== WHAT THIS TASK INVOLVES ==
Set down a faithful copy of every record below, with no images.

== GIVEN ENTRIES ==
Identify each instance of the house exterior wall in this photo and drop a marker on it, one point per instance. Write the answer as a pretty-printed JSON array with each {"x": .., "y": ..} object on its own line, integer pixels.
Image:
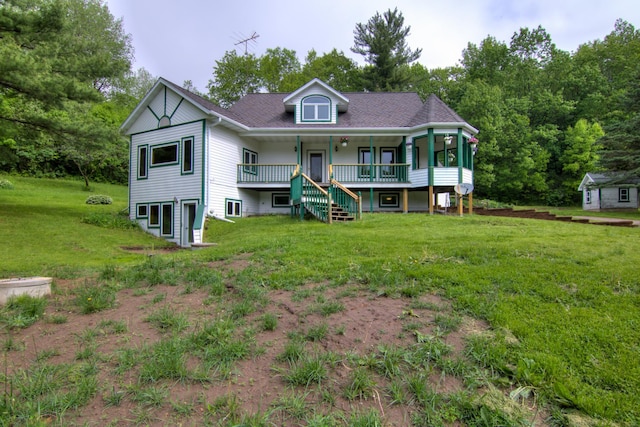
[
  {"x": 167, "y": 184},
  {"x": 610, "y": 198}
]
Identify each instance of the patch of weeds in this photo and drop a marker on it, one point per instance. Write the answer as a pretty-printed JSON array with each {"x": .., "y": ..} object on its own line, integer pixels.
[
  {"x": 397, "y": 392},
  {"x": 11, "y": 344},
  {"x": 158, "y": 298},
  {"x": 22, "y": 311},
  {"x": 184, "y": 409},
  {"x": 47, "y": 354},
  {"x": 317, "y": 333},
  {"x": 291, "y": 405},
  {"x": 114, "y": 326},
  {"x": 361, "y": 385},
  {"x": 293, "y": 351},
  {"x": 448, "y": 322},
  {"x": 110, "y": 220},
  {"x": 94, "y": 297},
  {"x": 306, "y": 371},
  {"x": 366, "y": 418},
  {"x": 165, "y": 359},
  {"x": 150, "y": 396},
  {"x": 113, "y": 397},
  {"x": 269, "y": 322},
  {"x": 166, "y": 319},
  {"x": 56, "y": 319}
]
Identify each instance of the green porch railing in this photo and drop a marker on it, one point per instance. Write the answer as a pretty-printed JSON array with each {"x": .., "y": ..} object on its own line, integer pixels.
[
  {"x": 265, "y": 173},
  {"x": 346, "y": 199},
  {"x": 378, "y": 172}
]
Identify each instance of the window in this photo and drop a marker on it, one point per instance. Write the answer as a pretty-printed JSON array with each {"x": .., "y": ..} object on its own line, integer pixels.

== TASK ANSWER ==
Identify each instance of the house exterior wall in this photo and drop a marker on it, one point per instance. Write the answer as a pretty-printed JSON array with each {"x": .., "y": ..} object on its own line, integer pixels.
Image:
[
  {"x": 167, "y": 184},
  {"x": 610, "y": 198}
]
Identify each instance of the patch of weeds in this photo and drop a marker on it, one point per instance. Write the answer as a pretty-printed JSON array with each {"x": .., "y": ..} object on its own line, integer pixels.
[
  {"x": 397, "y": 392},
  {"x": 11, "y": 344},
  {"x": 158, "y": 298},
  {"x": 22, "y": 311},
  {"x": 184, "y": 409},
  {"x": 47, "y": 354},
  {"x": 317, "y": 333},
  {"x": 291, "y": 405},
  {"x": 114, "y": 326},
  {"x": 361, "y": 385},
  {"x": 293, "y": 351},
  {"x": 448, "y": 322},
  {"x": 110, "y": 220},
  {"x": 94, "y": 297},
  {"x": 306, "y": 371},
  {"x": 366, "y": 418},
  {"x": 165, "y": 359},
  {"x": 150, "y": 396},
  {"x": 113, "y": 397},
  {"x": 269, "y": 322},
  {"x": 166, "y": 319},
  {"x": 56, "y": 319}
]
Identify each instance of the green porch railing in this photo and drop a marker on it, one point per instance. Write the answer as a pretty-printed JSON array with each {"x": .., "y": ..} object on its own line, integer pixels.
[
  {"x": 265, "y": 173},
  {"x": 346, "y": 199},
  {"x": 378, "y": 172}
]
Identify each instance of the window in this photo and drop a marker on it, one point per instance. Write the answer as a pretty-printed JSON array with each {"x": .., "y": ..} object on its own line, integer pixels.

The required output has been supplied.